* Activity *
Search the records below for "positive" and copy every line it turns up in.

* Exercise inputs *
━━━━━━━━━━━━━━━━━━━━━━━━━━━━━━

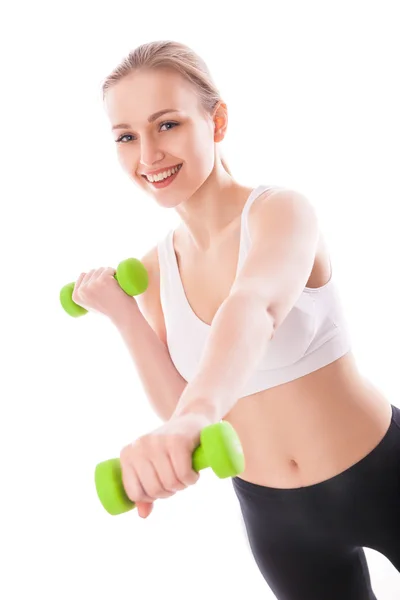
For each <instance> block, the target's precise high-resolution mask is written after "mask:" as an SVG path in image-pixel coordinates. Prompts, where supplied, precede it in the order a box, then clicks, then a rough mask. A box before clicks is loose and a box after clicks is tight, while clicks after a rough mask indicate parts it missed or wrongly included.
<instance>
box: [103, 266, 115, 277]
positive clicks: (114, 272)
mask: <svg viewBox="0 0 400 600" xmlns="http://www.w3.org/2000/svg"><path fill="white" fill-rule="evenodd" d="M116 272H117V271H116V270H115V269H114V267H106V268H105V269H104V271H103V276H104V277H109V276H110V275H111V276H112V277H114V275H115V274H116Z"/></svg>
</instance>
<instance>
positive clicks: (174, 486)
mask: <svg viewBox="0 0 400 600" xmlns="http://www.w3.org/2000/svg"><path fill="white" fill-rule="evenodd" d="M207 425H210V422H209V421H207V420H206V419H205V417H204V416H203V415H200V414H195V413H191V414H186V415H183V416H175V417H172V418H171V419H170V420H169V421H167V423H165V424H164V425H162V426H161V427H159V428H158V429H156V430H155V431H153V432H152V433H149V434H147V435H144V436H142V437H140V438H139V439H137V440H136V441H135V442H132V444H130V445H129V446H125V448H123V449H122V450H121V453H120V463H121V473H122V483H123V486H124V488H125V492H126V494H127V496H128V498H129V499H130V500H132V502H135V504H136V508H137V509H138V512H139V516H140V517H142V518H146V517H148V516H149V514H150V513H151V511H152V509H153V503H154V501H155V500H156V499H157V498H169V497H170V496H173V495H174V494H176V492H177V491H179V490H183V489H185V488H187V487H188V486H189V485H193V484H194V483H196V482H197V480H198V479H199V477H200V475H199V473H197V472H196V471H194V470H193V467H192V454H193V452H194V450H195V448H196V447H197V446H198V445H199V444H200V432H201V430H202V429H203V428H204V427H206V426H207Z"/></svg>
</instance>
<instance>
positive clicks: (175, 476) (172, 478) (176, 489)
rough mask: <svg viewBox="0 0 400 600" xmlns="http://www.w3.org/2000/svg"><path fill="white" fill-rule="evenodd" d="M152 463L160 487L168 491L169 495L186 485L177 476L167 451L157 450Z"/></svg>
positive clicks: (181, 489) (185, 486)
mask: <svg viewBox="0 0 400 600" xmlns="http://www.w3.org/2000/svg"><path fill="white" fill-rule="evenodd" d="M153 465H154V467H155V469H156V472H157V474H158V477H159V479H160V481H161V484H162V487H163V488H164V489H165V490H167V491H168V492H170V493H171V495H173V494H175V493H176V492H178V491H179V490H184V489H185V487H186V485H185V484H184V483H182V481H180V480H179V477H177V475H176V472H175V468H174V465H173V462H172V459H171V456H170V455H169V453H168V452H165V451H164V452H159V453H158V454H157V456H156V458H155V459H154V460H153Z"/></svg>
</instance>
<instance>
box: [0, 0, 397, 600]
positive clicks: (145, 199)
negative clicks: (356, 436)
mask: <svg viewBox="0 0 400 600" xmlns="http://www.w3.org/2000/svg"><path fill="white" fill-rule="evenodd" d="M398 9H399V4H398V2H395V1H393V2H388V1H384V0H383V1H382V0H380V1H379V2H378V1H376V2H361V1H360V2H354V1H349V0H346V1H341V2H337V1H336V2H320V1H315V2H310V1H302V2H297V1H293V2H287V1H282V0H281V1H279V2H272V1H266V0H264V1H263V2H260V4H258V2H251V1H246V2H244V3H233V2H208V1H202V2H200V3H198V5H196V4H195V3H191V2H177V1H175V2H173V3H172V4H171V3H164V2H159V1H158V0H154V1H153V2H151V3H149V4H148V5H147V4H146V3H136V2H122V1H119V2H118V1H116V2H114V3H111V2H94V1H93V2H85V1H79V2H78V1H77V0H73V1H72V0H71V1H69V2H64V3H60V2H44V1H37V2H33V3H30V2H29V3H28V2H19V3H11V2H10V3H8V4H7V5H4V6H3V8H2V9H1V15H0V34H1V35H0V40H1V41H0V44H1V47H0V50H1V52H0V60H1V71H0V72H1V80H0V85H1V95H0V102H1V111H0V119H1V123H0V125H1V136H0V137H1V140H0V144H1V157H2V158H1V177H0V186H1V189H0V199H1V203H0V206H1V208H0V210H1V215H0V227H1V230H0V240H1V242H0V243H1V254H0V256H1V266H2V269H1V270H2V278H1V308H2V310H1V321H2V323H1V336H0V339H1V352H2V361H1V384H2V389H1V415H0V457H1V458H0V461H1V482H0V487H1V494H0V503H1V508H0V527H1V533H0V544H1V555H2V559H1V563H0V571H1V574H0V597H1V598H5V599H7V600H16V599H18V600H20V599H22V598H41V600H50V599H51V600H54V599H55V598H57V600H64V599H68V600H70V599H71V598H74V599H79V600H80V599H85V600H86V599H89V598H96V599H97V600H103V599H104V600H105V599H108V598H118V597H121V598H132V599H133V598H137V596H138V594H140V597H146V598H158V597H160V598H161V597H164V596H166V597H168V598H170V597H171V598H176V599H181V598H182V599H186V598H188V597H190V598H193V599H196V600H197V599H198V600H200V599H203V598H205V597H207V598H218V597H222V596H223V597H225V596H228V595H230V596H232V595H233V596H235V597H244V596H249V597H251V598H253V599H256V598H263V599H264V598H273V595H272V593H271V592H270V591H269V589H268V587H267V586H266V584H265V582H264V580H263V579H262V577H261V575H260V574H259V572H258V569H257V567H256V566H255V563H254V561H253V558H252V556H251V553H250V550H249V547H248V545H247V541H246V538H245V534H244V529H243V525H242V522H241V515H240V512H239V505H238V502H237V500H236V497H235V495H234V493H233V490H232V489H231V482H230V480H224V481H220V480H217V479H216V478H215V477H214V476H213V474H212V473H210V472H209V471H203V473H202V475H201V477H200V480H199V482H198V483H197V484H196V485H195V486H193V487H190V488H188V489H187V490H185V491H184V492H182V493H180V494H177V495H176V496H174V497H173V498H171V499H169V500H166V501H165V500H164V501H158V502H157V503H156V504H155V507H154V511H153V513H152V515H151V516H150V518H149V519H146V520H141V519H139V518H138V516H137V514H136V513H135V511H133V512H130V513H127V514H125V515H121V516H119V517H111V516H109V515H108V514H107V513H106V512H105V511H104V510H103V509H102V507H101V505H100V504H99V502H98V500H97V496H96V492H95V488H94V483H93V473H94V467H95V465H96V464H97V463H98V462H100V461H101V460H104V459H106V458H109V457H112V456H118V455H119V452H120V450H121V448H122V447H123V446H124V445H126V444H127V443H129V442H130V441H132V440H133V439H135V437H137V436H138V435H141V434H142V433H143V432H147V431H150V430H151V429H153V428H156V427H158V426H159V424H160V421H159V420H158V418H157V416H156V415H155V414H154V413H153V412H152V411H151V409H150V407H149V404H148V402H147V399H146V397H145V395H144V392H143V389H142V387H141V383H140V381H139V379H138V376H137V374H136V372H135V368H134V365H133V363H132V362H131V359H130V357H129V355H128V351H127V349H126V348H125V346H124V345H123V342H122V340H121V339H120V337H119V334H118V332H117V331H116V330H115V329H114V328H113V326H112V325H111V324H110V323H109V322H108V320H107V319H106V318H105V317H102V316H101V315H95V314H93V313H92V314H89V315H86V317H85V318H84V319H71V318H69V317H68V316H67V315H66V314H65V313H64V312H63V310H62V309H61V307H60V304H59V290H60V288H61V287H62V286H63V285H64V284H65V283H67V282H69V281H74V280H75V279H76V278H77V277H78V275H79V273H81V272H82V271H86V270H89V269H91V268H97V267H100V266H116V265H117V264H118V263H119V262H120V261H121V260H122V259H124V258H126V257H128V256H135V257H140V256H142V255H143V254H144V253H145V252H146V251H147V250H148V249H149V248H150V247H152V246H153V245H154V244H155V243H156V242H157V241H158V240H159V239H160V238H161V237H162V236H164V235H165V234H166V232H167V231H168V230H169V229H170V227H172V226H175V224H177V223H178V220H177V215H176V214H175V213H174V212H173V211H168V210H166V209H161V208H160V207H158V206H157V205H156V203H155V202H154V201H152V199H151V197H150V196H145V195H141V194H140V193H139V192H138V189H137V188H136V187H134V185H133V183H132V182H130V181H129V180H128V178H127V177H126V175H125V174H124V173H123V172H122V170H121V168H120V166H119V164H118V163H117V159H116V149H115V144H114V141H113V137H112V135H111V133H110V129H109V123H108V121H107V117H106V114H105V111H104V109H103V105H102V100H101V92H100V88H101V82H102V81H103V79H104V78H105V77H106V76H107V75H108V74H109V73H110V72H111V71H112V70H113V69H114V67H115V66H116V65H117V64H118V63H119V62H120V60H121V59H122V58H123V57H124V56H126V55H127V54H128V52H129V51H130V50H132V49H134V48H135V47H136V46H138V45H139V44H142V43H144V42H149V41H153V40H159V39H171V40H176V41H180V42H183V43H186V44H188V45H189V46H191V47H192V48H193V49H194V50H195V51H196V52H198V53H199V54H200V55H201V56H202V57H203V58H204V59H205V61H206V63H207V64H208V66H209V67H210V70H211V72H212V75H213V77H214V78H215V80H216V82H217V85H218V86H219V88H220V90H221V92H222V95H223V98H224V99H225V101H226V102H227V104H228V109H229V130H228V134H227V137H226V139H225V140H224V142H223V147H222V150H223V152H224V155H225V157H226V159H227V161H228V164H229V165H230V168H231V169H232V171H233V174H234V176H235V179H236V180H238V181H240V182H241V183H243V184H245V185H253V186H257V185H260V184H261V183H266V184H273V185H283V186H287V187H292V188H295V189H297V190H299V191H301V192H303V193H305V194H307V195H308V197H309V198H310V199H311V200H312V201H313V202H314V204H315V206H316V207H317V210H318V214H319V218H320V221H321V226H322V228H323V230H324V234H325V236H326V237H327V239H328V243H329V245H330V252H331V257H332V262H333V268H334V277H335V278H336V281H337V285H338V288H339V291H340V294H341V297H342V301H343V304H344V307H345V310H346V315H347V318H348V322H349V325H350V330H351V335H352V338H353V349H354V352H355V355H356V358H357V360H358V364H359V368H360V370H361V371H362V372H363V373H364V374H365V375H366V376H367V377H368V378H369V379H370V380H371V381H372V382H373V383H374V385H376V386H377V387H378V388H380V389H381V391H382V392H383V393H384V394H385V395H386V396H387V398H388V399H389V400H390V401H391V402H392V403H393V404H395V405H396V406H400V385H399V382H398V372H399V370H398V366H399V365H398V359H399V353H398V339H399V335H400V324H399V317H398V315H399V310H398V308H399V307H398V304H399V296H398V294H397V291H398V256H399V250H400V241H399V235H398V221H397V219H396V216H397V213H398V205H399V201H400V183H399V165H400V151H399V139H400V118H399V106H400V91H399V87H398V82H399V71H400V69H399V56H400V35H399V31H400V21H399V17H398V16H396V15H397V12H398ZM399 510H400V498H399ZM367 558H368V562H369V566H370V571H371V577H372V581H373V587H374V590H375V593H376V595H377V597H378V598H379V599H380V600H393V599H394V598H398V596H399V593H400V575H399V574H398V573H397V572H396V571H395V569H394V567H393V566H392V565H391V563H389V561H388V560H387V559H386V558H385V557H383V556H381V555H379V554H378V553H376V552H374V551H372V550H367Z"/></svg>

━━━━━━━━━━━━━━━━━━━━━━━━━━━━━━

* Exercise result *
positive clicks: (114, 272)
positive clicks: (174, 486)
positive clicks: (175, 476) (172, 478) (176, 489)
positive clicks: (181, 489) (185, 486)
positive clicks: (145, 199)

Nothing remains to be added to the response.